Directive
Find the line containing "the black turtleneck". Reproduce it and every line after it up to the end of the records, exactly as written.

Provided records
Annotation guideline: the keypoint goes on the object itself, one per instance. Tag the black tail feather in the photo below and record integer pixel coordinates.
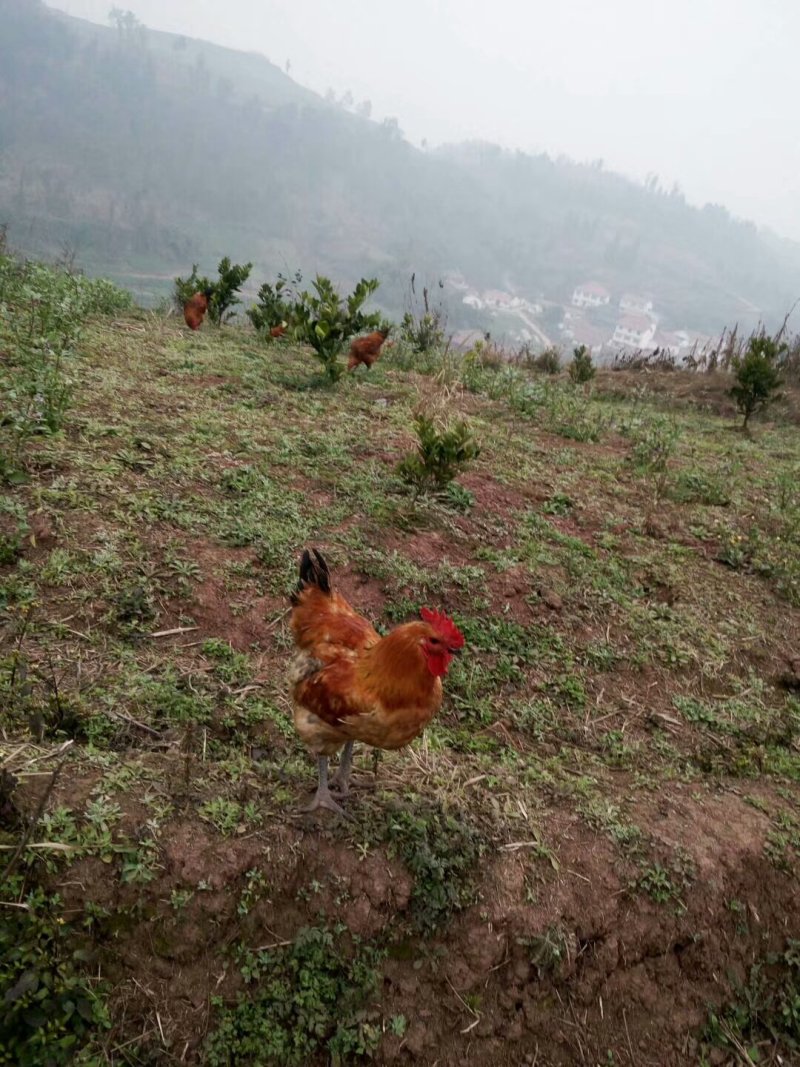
(313, 572)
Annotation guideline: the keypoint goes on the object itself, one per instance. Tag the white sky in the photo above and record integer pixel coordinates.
(701, 92)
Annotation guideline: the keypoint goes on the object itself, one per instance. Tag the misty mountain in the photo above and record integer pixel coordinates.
(144, 152)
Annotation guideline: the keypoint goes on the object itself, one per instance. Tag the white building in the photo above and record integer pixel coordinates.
(590, 295)
(634, 331)
(635, 304)
(473, 300)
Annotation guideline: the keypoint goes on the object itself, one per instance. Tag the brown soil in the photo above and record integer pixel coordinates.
(634, 976)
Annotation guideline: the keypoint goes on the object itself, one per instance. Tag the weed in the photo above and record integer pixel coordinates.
(654, 444)
(546, 951)
(223, 292)
(764, 1010)
(51, 1007)
(302, 1000)
(441, 850)
(443, 451)
(326, 321)
(757, 376)
(581, 368)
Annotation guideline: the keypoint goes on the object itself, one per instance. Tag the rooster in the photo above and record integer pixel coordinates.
(351, 684)
(195, 307)
(367, 349)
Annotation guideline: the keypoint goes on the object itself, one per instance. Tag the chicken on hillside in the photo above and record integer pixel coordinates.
(195, 307)
(351, 684)
(367, 349)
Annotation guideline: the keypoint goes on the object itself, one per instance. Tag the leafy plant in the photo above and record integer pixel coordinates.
(185, 288)
(302, 1000)
(50, 1004)
(767, 1008)
(224, 297)
(326, 321)
(757, 376)
(581, 368)
(442, 851)
(547, 362)
(442, 452)
(654, 445)
(275, 306)
(223, 292)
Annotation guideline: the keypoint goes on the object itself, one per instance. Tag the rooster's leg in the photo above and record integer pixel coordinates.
(322, 797)
(340, 780)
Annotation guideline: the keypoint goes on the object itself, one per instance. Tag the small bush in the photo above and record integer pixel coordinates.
(757, 376)
(547, 362)
(224, 290)
(50, 1006)
(185, 288)
(764, 1012)
(442, 851)
(422, 327)
(654, 445)
(275, 304)
(581, 368)
(442, 454)
(303, 1001)
(326, 320)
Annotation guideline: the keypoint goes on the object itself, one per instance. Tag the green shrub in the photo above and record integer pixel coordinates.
(303, 1001)
(51, 1006)
(185, 288)
(442, 454)
(547, 362)
(757, 376)
(42, 316)
(275, 304)
(654, 445)
(764, 1012)
(581, 368)
(326, 321)
(224, 290)
(442, 853)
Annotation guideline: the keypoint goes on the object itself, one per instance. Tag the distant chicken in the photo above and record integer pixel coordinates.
(195, 307)
(351, 684)
(367, 349)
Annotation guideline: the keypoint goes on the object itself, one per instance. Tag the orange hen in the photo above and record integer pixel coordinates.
(351, 684)
(195, 307)
(367, 349)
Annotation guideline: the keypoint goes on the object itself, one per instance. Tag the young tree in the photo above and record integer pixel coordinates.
(757, 376)
(326, 321)
(275, 305)
(581, 368)
(224, 290)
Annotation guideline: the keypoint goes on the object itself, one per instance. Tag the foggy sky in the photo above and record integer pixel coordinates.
(701, 92)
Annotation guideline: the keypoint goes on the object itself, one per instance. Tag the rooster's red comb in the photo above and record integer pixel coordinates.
(444, 626)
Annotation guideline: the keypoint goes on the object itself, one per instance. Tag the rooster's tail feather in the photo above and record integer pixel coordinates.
(313, 572)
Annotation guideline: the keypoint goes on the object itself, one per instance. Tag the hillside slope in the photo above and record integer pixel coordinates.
(594, 841)
(144, 152)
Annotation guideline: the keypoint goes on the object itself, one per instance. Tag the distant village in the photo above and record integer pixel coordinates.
(608, 325)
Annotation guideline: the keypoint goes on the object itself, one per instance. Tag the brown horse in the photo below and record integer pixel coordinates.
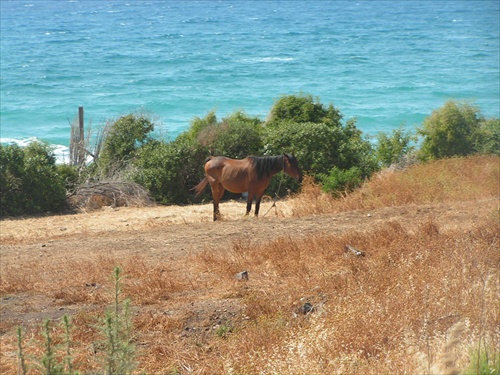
(251, 175)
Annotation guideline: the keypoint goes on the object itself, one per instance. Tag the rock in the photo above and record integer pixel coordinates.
(242, 276)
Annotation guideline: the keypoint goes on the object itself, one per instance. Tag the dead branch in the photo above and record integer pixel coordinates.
(94, 195)
(354, 251)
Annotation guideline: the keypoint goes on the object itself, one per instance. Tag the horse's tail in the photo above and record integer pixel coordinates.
(201, 186)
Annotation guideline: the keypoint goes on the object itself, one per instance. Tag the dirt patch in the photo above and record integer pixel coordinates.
(173, 234)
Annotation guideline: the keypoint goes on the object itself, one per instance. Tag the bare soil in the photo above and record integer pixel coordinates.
(173, 233)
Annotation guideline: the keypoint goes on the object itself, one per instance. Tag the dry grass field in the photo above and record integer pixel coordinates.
(422, 299)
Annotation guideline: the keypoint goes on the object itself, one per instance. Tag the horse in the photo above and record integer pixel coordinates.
(251, 175)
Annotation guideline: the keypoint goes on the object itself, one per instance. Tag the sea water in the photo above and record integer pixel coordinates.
(383, 62)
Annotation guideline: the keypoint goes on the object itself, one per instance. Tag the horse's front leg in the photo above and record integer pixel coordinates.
(249, 203)
(258, 198)
(217, 193)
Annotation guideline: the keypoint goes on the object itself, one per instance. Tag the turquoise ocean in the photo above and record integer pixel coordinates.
(383, 62)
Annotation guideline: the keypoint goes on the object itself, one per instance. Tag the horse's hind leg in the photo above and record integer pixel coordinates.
(258, 198)
(217, 193)
(249, 203)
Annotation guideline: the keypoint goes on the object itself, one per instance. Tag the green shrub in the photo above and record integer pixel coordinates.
(302, 108)
(122, 140)
(450, 131)
(236, 136)
(29, 182)
(487, 137)
(391, 148)
(340, 180)
(319, 147)
(170, 170)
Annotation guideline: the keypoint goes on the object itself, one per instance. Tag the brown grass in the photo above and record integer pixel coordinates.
(447, 180)
(418, 302)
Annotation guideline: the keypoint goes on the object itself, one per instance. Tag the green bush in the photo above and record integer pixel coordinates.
(302, 108)
(391, 148)
(236, 136)
(450, 131)
(341, 180)
(487, 137)
(170, 170)
(29, 182)
(319, 147)
(122, 140)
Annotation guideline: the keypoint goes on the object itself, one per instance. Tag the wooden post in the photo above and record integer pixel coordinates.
(81, 140)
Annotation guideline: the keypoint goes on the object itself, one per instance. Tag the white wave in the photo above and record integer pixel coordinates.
(268, 59)
(61, 152)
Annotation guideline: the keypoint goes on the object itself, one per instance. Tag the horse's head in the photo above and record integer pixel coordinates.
(291, 166)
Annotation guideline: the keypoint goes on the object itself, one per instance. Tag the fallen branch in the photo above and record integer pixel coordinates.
(354, 251)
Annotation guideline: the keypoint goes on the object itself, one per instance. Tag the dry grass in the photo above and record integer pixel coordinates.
(457, 179)
(418, 302)
(390, 312)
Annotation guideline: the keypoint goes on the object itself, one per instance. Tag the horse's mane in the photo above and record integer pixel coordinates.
(267, 165)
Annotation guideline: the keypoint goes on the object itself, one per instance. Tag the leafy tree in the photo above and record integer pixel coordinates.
(302, 108)
(170, 170)
(450, 131)
(236, 136)
(487, 137)
(29, 180)
(341, 180)
(392, 147)
(124, 138)
(320, 147)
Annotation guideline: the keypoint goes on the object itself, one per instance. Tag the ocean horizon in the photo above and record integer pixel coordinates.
(384, 63)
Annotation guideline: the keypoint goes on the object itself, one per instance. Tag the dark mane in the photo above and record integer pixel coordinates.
(267, 165)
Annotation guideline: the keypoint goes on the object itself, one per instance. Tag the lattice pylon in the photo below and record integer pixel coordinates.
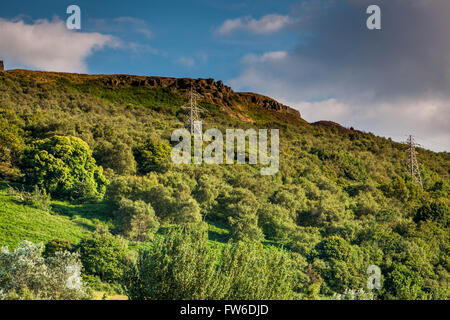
(193, 112)
(413, 165)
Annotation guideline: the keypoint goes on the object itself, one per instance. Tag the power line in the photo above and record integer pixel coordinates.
(413, 165)
(193, 112)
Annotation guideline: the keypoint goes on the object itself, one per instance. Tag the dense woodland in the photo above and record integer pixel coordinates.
(87, 183)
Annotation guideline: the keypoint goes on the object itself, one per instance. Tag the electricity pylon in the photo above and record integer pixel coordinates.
(413, 165)
(192, 112)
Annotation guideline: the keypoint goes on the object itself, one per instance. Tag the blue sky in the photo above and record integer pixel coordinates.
(317, 56)
(182, 41)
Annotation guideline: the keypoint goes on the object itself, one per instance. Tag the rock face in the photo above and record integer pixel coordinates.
(213, 91)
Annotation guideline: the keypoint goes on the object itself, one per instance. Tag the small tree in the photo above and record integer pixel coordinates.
(64, 166)
(26, 274)
(103, 255)
(151, 156)
(137, 219)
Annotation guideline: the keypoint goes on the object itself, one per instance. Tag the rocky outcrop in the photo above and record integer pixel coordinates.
(214, 92)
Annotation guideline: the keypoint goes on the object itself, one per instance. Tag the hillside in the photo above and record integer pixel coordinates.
(341, 201)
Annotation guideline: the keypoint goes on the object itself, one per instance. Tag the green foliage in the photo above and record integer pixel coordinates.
(103, 255)
(435, 211)
(404, 284)
(242, 208)
(64, 166)
(57, 245)
(11, 148)
(26, 274)
(116, 155)
(151, 156)
(332, 182)
(38, 199)
(334, 248)
(137, 219)
(183, 266)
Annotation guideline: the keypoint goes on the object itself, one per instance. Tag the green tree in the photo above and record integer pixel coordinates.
(137, 219)
(104, 255)
(26, 274)
(242, 207)
(57, 245)
(151, 156)
(403, 283)
(64, 166)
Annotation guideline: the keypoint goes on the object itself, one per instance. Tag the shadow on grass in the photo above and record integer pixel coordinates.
(100, 211)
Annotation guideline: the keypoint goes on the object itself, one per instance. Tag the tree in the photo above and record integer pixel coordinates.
(137, 219)
(26, 274)
(182, 265)
(11, 148)
(436, 211)
(276, 222)
(57, 245)
(103, 255)
(64, 166)
(242, 207)
(117, 156)
(151, 156)
(403, 283)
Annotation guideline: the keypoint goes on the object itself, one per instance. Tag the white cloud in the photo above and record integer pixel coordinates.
(268, 56)
(392, 83)
(426, 117)
(267, 24)
(49, 46)
(185, 61)
(139, 25)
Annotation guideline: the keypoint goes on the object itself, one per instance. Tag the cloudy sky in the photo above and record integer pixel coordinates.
(315, 55)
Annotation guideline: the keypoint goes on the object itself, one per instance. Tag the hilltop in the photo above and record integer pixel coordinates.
(341, 201)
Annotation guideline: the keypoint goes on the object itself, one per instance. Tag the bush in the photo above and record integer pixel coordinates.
(38, 198)
(117, 156)
(151, 156)
(137, 219)
(334, 248)
(436, 211)
(57, 245)
(183, 266)
(103, 255)
(403, 283)
(26, 274)
(64, 166)
(242, 207)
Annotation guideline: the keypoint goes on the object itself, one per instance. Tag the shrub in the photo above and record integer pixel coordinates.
(151, 156)
(57, 245)
(403, 283)
(137, 219)
(26, 274)
(334, 248)
(436, 211)
(64, 166)
(38, 198)
(183, 266)
(103, 255)
(242, 207)
(117, 156)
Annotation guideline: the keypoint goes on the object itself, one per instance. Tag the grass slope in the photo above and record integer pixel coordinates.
(19, 222)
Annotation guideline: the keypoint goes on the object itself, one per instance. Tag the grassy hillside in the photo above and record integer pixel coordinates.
(341, 201)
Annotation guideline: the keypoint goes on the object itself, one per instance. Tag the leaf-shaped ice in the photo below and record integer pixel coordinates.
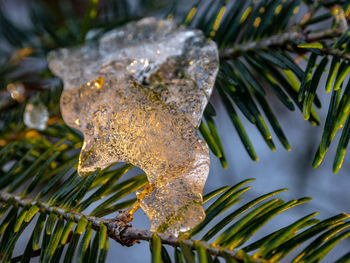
(137, 95)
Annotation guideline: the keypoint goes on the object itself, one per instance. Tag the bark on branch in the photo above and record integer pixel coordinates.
(118, 229)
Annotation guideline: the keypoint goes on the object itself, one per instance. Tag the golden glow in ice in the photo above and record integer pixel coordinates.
(138, 95)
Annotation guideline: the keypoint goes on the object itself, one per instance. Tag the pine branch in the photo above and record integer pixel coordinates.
(282, 40)
(118, 229)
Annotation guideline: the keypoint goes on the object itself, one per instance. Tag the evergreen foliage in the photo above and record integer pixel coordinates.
(259, 42)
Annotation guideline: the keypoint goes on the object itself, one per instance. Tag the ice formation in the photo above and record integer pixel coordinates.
(137, 95)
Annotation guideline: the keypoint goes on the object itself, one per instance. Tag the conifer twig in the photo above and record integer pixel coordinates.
(283, 40)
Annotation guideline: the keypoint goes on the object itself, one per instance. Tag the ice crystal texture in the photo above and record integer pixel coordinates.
(36, 116)
(138, 95)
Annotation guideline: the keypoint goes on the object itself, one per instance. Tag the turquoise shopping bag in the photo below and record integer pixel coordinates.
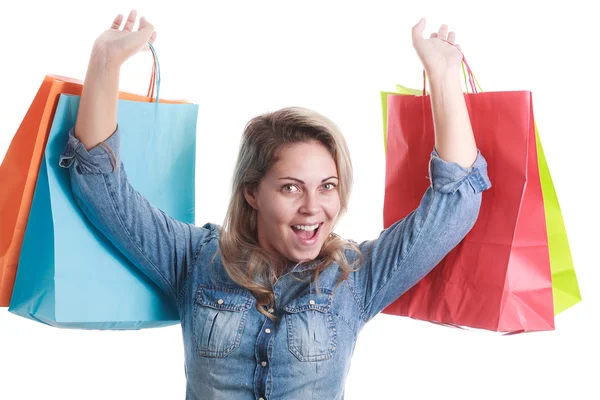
(69, 274)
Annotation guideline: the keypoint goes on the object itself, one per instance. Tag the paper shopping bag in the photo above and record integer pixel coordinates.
(69, 274)
(498, 278)
(565, 287)
(19, 170)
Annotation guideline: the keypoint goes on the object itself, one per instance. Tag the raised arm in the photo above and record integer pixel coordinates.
(97, 115)
(161, 247)
(406, 251)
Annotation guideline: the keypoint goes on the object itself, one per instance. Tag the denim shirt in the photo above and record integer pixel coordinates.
(232, 351)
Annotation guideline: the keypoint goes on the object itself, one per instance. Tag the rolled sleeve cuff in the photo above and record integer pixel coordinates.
(103, 158)
(448, 177)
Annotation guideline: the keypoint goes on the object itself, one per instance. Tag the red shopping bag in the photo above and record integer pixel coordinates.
(498, 277)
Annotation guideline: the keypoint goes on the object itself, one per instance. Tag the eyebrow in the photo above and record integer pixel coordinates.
(302, 182)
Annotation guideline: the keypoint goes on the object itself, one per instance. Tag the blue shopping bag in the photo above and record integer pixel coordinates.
(69, 274)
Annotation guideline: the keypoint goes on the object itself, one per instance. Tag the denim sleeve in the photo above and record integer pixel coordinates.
(407, 250)
(162, 248)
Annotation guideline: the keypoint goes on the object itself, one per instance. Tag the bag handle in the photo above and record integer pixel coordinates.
(472, 81)
(155, 78)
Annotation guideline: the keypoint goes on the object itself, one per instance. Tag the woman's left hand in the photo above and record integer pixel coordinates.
(438, 57)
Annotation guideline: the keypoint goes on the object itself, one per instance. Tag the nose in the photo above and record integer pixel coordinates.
(310, 204)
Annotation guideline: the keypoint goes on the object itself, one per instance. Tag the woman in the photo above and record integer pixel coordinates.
(271, 303)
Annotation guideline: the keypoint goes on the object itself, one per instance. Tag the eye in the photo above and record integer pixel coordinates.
(290, 188)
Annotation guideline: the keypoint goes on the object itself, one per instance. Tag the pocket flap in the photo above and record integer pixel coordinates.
(224, 299)
(311, 301)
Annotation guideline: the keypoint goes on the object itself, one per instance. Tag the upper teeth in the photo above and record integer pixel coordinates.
(307, 227)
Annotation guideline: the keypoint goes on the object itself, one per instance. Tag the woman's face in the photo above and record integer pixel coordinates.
(297, 202)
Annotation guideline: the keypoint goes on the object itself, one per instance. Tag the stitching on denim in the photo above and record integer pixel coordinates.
(408, 252)
(110, 194)
(352, 290)
(184, 284)
(113, 159)
(347, 324)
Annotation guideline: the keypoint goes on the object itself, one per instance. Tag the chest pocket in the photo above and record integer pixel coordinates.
(312, 335)
(219, 319)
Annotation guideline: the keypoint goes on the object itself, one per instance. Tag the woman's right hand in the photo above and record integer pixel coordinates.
(116, 46)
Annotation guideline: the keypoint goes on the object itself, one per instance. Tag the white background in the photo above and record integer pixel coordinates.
(240, 59)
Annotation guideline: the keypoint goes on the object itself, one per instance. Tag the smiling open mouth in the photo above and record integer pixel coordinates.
(307, 234)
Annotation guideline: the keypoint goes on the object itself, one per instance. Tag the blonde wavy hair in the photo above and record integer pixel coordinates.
(245, 261)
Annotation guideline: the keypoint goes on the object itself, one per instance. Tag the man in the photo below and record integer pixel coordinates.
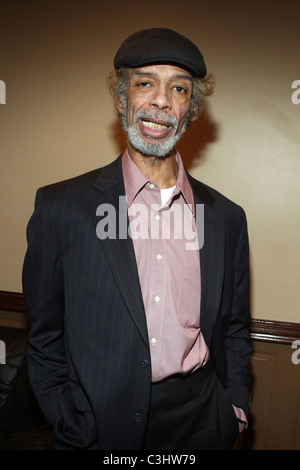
(136, 278)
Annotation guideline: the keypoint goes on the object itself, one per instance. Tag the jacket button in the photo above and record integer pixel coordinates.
(137, 417)
(144, 363)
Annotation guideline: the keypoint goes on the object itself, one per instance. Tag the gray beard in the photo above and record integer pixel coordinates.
(148, 147)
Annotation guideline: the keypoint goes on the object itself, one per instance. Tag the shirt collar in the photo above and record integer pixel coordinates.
(135, 181)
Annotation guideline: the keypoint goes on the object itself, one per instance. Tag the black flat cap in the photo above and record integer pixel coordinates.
(160, 46)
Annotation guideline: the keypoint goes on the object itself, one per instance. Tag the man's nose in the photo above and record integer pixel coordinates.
(161, 98)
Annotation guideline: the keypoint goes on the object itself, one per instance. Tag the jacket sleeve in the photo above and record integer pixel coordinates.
(43, 289)
(237, 341)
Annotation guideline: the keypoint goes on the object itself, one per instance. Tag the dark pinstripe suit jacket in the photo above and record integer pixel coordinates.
(89, 358)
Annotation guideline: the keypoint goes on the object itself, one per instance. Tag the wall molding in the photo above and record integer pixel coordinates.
(260, 330)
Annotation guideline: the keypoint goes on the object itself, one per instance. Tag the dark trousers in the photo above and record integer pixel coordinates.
(192, 413)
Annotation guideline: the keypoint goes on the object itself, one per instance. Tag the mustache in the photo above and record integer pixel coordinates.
(170, 121)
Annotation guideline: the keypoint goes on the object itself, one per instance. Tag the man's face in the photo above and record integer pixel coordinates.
(157, 102)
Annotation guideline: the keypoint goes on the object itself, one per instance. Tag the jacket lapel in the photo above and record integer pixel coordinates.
(211, 260)
(119, 251)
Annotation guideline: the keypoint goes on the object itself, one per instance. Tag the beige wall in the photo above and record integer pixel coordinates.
(58, 119)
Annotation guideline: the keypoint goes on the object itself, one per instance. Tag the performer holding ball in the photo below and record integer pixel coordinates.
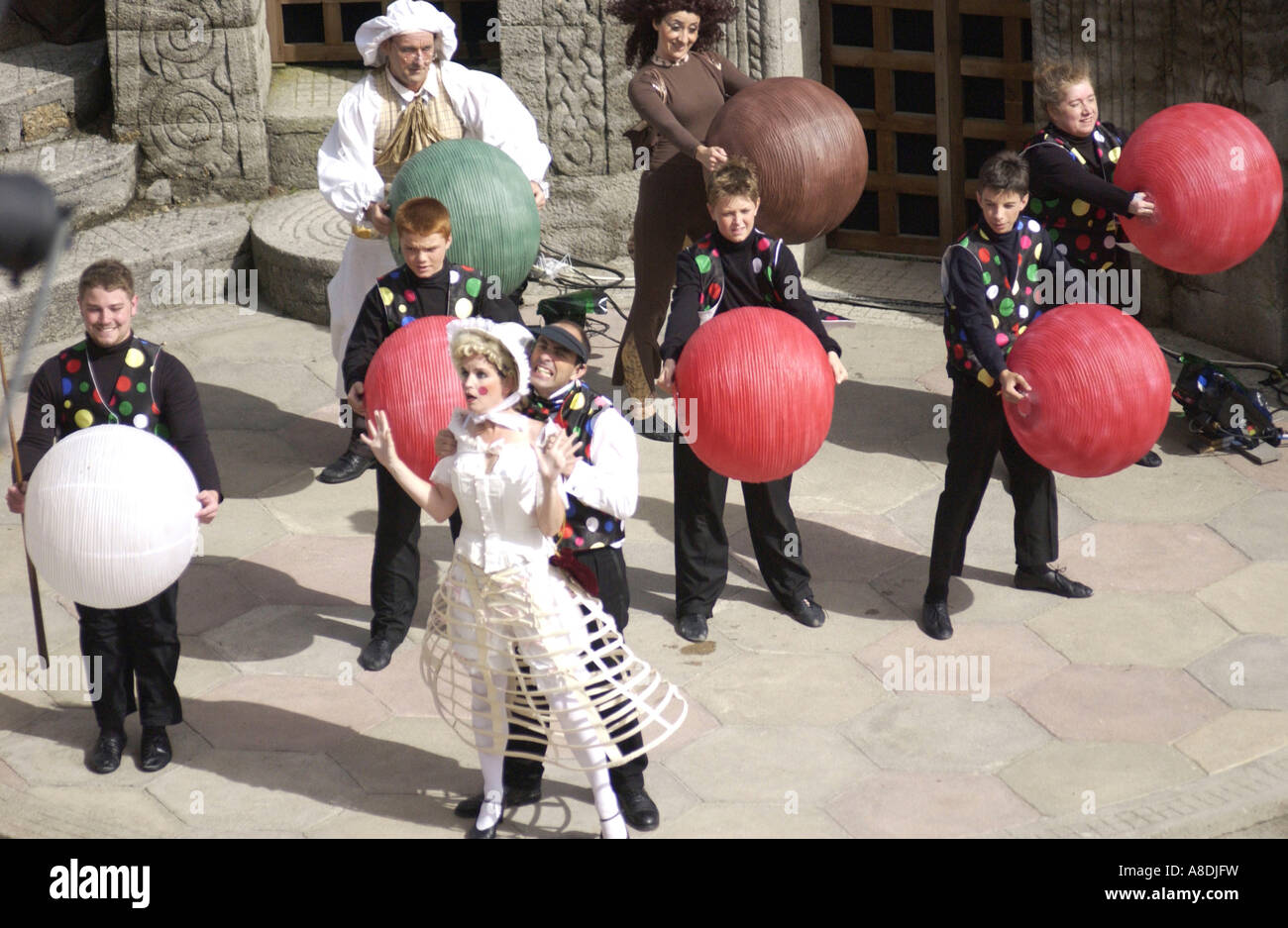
(990, 304)
(505, 610)
(1070, 174)
(737, 265)
(678, 89)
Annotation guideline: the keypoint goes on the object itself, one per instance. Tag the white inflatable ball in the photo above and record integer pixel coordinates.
(111, 516)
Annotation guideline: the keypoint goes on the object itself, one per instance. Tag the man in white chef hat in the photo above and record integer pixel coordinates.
(413, 97)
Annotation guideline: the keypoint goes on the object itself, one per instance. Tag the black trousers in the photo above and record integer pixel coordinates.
(138, 647)
(609, 569)
(977, 433)
(395, 562)
(702, 544)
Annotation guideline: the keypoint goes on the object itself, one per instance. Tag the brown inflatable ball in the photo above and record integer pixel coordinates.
(809, 149)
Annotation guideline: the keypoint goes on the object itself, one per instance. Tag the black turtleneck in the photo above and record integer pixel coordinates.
(370, 330)
(172, 390)
(1054, 175)
(741, 290)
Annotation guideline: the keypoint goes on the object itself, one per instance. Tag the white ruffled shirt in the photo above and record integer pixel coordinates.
(498, 524)
(488, 110)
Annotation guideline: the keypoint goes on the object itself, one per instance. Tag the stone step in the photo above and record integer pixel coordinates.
(300, 110)
(297, 242)
(91, 175)
(198, 239)
(46, 89)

Problem solution
Annotation guideline: the keypoint goes on the object itself, one per instance. Tag the black turtleneck in the photo above and record integer pixel coordinates.
(370, 330)
(172, 390)
(1054, 175)
(741, 290)
Annotation guideline: the keypoint goes on the object itself, one per instance. Tag the white ruffled shirt in the photo above and record integer pixel coordinates.
(498, 524)
(488, 110)
Annotation guideline: the keypoint goes on the object itself, one per instance. Tag the stone step in the photo above and record integer pixel coordinates.
(300, 110)
(297, 242)
(91, 175)
(198, 239)
(46, 89)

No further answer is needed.